• [Passage]:

---

So here I am, looking at the rise of Hinchcliffe’s ‘CoIT’ – particularly cloud-computing and mobile-apps. And what I’m seeing is an architectural disaster waiting to happen, if not unfolding right before our eyes:
- security – where is it? does it exist at all? (I’ve seen lots of hype and promises, but not much reality as yet)
- file-formats – half the iPad apps I’ve seen seem to embed their data actually within the app itself – they don’t even have a file-format other than perhaps plain-text or unstructured PDF
- interchange-formats -if they have a file-format at all, most of the apps seem to rely on unpublished proprietary file-structures with no means to enable exchange between different apps, whilst cloud-providers will often deliberately make it difficult to exchange, so as to enforce ‘lock-in’
- escrow – information-lifetimes range between seconds and decades – yet no-one seems to be thinking beyond a year or more at most, and no-one at all seems to be planning for what happens when a cloud-provider or app-provider goes bust – which they will, often (over the long-term at least), and often very expensively
- system-standards – where are they? do they exist at all? – we seem to back in the worst days of early microcomputing, where just about every man-and-his-dog-in-a-garage could and did create an entirely different architecture for everything, often intentionally incompatible with everything else
I could go on… and on… and on… there’s no shortage of other nightmare-level architectural risk-factors that aren’t being addressed at all. Other than by the much-maligned IT-department, that is (who unfortunately tend to be able to see only the IT-related risks, which represent only a relatively small proportion of the whole); or by the few enterprise-architects who actually do think about whole-of-enterprise scope (and who are mostly derided, by the hype-merchants and their ilk, as doomsayers who’ve lost the plot). Not funny… Oh well…
Yes, it’s true that the excitement (or the oft-forlorn hope that it will finally be better this time?) is what gets people going to create new ideas; so yes, the exuberance does matter. Hence, in turn, I suppose, the hype does matter too. And safe-fail experiments are also always a good idea, because they show us where things will break but without causing much damage in the process. ‘Safe-fail’ can get quite extreme, too: for example, think of the buildings in a fireworks-factory, with very solid walls, very lightweight roofs – because when you know there’s a high risk that things can go badly wrong, you can indeed design for that fact. Yet there are also many types of structures that we can’t allow to fail: anyone who’s lived through a major earthquake or major storm-event will know that fact firsthand… Architecturally we need to be able to tell the difference between those two extremes, and design accordingly.

---

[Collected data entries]

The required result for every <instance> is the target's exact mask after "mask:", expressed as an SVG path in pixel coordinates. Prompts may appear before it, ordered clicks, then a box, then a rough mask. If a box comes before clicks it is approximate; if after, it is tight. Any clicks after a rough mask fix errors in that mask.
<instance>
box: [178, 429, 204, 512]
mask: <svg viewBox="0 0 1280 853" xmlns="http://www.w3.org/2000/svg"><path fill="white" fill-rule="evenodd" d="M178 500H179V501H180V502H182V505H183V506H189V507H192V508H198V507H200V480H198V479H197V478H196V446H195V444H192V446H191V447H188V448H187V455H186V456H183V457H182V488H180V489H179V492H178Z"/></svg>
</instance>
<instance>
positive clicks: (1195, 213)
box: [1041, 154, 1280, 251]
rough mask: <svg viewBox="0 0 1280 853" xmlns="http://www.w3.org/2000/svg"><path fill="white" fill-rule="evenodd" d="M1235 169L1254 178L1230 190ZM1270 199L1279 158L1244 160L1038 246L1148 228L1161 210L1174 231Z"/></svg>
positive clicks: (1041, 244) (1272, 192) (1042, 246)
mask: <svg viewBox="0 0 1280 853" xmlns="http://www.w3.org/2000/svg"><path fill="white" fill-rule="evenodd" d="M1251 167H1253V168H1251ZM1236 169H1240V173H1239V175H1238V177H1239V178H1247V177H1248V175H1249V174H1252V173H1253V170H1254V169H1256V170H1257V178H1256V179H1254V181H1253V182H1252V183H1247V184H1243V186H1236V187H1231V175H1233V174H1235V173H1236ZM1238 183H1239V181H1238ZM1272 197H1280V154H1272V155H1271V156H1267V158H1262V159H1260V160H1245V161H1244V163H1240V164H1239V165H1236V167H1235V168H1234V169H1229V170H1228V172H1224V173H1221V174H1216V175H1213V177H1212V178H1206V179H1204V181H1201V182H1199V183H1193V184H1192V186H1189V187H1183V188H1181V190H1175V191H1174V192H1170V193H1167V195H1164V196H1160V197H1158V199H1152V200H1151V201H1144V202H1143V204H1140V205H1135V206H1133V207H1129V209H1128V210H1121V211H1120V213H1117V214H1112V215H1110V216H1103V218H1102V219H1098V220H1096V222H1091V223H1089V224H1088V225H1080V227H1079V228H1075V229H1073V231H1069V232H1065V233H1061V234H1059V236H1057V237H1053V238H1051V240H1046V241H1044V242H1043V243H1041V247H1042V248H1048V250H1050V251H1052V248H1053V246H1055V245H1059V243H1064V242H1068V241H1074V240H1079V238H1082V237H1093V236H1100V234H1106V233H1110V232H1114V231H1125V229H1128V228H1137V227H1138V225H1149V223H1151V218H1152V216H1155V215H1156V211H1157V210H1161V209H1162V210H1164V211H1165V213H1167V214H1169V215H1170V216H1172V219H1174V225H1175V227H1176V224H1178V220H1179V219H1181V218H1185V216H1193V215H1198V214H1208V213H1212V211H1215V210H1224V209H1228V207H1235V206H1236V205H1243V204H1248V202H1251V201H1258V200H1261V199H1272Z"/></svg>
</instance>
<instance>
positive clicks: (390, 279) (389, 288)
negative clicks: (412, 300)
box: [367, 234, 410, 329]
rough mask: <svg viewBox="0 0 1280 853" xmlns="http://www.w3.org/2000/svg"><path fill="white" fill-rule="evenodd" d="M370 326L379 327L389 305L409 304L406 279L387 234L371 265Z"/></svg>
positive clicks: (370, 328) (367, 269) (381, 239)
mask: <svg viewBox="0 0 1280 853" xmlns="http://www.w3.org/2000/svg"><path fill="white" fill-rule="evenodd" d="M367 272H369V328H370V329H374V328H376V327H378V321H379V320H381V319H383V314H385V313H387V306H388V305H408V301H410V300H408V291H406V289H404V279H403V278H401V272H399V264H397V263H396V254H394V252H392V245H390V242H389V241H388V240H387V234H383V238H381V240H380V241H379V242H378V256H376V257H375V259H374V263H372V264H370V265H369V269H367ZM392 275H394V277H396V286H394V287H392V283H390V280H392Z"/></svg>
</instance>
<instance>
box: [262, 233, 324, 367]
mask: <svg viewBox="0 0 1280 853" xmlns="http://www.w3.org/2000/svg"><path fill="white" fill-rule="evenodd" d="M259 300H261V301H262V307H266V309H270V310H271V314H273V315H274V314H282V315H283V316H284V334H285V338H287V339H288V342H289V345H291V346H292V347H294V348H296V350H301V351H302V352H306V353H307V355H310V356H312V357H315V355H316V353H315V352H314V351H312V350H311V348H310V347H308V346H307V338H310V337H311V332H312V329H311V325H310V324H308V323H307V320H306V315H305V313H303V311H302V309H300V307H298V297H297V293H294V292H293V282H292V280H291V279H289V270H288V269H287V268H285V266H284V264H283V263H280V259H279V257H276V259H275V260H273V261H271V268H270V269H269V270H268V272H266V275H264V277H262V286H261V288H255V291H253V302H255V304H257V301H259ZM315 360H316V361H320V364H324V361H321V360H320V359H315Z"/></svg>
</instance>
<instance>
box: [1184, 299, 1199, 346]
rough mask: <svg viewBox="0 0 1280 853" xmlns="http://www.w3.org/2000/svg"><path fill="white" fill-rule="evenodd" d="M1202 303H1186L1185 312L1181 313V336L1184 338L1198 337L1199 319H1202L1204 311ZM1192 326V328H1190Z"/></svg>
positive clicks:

---

• [Task requirements]:
(A) In the passage on cloud computing and mobile apps, which two design features of the buildings in a fireworks factory are mentioned?
(B) Reproduce the passage on cloud computing and mobile apps from "So here I am, looking" to "reality as yet)".

• [Answers in order]:
(A) Very solid walls and very lightweight roofs.

(B)
So here I am, looking at the rise of Hinchcliffe’s ‘CoIT’ – particularly cloud-computing and mobile-apps. And what I’m seeing is an architectural disaster waiting to happen, if not unfolding right before our eyes:
- security – where is it? does it exist at all? (I’ve seen lots of hype and promises, but not much reality as yet)